- **AIM OF THE TASK**
Tally the lines in the listing that contain the word "green", and give only that number.

- **A block of data**
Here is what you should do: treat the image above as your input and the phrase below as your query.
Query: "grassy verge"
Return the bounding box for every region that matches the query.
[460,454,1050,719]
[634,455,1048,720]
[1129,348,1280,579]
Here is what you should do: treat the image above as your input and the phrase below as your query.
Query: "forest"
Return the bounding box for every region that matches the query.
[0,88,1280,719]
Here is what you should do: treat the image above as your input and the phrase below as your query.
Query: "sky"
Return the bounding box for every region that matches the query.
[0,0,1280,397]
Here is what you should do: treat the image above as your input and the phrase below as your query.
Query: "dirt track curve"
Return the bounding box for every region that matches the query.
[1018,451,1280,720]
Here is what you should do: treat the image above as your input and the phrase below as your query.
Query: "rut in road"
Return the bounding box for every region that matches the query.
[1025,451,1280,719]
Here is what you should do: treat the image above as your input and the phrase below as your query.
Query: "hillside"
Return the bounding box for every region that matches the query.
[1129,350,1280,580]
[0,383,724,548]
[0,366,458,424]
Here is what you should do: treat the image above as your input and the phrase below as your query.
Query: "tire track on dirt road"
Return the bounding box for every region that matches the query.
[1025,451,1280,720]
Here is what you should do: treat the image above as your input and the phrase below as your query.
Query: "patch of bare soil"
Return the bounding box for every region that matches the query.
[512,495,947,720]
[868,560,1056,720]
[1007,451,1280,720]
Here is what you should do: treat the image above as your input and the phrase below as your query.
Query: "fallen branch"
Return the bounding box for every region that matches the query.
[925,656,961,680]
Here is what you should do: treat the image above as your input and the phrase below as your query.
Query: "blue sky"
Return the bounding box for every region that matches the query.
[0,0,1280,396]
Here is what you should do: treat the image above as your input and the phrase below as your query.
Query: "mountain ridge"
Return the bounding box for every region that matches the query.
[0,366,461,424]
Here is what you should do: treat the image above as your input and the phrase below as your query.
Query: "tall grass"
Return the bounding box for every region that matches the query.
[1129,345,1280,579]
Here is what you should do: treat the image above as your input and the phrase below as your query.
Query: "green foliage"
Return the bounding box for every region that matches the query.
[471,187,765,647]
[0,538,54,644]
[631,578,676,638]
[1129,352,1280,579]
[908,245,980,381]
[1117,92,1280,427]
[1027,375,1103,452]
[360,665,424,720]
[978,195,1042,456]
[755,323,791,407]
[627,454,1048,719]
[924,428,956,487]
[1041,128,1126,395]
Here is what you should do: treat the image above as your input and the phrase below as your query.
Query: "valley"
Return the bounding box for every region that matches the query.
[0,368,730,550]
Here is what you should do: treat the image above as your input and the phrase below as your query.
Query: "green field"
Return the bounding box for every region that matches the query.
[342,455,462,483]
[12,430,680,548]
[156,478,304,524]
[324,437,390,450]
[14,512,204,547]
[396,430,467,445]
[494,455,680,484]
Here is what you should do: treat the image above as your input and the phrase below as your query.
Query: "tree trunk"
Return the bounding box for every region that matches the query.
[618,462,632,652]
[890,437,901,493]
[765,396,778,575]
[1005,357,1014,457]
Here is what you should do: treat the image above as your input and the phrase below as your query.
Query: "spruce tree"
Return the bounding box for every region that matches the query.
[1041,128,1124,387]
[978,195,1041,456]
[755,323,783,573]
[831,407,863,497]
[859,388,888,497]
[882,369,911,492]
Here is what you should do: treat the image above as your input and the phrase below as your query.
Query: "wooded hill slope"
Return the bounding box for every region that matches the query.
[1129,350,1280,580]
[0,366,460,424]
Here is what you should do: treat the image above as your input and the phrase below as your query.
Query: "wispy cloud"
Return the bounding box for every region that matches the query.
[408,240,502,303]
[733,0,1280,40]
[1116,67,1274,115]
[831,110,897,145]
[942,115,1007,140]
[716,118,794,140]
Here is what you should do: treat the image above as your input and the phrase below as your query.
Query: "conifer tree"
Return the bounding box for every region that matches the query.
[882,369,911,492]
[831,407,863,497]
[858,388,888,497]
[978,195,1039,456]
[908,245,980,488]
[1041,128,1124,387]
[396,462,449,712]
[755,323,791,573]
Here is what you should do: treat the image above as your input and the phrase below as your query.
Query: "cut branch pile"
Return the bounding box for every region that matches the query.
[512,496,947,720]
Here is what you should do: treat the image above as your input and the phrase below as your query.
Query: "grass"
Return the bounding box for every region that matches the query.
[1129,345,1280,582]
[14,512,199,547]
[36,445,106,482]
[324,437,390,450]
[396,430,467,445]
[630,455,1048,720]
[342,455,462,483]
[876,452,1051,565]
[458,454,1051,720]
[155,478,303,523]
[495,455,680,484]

- **CORRECT RESULT**
2